__TASK OBJECTIVE__: Copy every item below word for word, keeping each line unchanged.

>> START RECORDS SHOWN

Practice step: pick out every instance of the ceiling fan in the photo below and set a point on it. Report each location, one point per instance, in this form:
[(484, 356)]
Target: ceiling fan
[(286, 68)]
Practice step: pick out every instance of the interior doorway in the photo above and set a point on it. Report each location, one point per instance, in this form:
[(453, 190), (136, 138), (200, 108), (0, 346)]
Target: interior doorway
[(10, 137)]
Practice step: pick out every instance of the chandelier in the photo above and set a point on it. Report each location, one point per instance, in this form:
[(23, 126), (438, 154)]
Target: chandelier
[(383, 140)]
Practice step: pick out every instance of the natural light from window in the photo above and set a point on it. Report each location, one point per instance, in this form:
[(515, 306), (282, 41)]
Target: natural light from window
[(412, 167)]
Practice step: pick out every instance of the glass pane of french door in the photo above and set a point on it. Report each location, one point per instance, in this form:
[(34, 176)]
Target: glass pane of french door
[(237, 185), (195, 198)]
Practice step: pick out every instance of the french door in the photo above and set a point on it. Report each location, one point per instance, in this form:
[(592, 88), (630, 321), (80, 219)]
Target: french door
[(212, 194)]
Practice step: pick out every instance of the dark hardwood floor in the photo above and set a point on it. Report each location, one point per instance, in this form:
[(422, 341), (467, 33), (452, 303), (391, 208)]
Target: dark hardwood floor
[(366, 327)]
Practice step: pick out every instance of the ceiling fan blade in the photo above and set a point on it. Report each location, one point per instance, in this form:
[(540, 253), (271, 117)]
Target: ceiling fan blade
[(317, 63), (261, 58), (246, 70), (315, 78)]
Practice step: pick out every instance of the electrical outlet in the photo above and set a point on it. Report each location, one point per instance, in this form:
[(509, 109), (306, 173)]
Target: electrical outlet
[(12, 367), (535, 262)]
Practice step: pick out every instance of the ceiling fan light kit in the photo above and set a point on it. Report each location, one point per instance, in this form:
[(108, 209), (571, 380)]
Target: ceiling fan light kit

>> END RECORDS SHOWN

__TASK RESULT__:
Practice step: pick out every instance of the ceiling fan in the photo below and set a point on it. Report each location, one point per instance, in this form:
[(484, 356)]
Target: ceiling fan
[(286, 68)]
Practice step: pick out every instance of the interior doorway in the photo above and set a point on it. Report each location, one point per instance, in this form:
[(453, 190), (136, 138), (200, 108), (0, 346)]
Target: interior doorway
[(10, 137)]
Practice step: pick out every instance of the chandelier in the photo above and set a point on it. Report each location, one point per instance, in this form:
[(23, 126), (438, 154)]
Target: chandelier
[(383, 140)]
Practice step: pick out every instance of the natural light from window in the photo above and set a point on it. Report each location, one point per instance, in this form:
[(515, 306), (282, 41)]
Target: natural light from window
[(412, 167)]
Practice step: pick out every instance of the glass pane of french door in the photo above and set a point on it. Report each location, one point per instance, in this form:
[(34, 176)]
Target: glass pane of french door
[(237, 185), (195, 198)]
Practice step: pick out every instance of the french door in the photo above and set a point on it. Report each location, one point per instance, in this form:
[(592, 88), (630, 321), (80, 219)]
Target: french door
[(212, 194)]
Practice step: pick out every instance of the dark hardwood floor in the photo above and set a point on it. Report each location, one point per instance, in this form:
[(422, 341), (467, 33), (452, 303), (391, 208)]
Target: dark hardwood floor
[(366, 327)]
Practice step: pick out every instance of the ceiling fan blade in the photo above and set a point on it. Report each location, one point per instance, in this form:
[(540, 253), (271, 117)]
Target: ceiling fan blade
[(317, 63), (261, 58), (246, 70), (315, 78)]
Practice step: pick out every instance of the electrical outlet in the photo above and set a point on it. Report each location, one point per instance, in this form:
[(509, 109), (306, 173)]
Target: electrical outlet
[(12, 367), (535, 262)]
Practice step: pick out every instance of the ceiling fan light kit in the photo above and set a point on it. Report each location, one point per instance, in this form:
[(108, 209), (571, 380)]
Target: ceiling fan light kit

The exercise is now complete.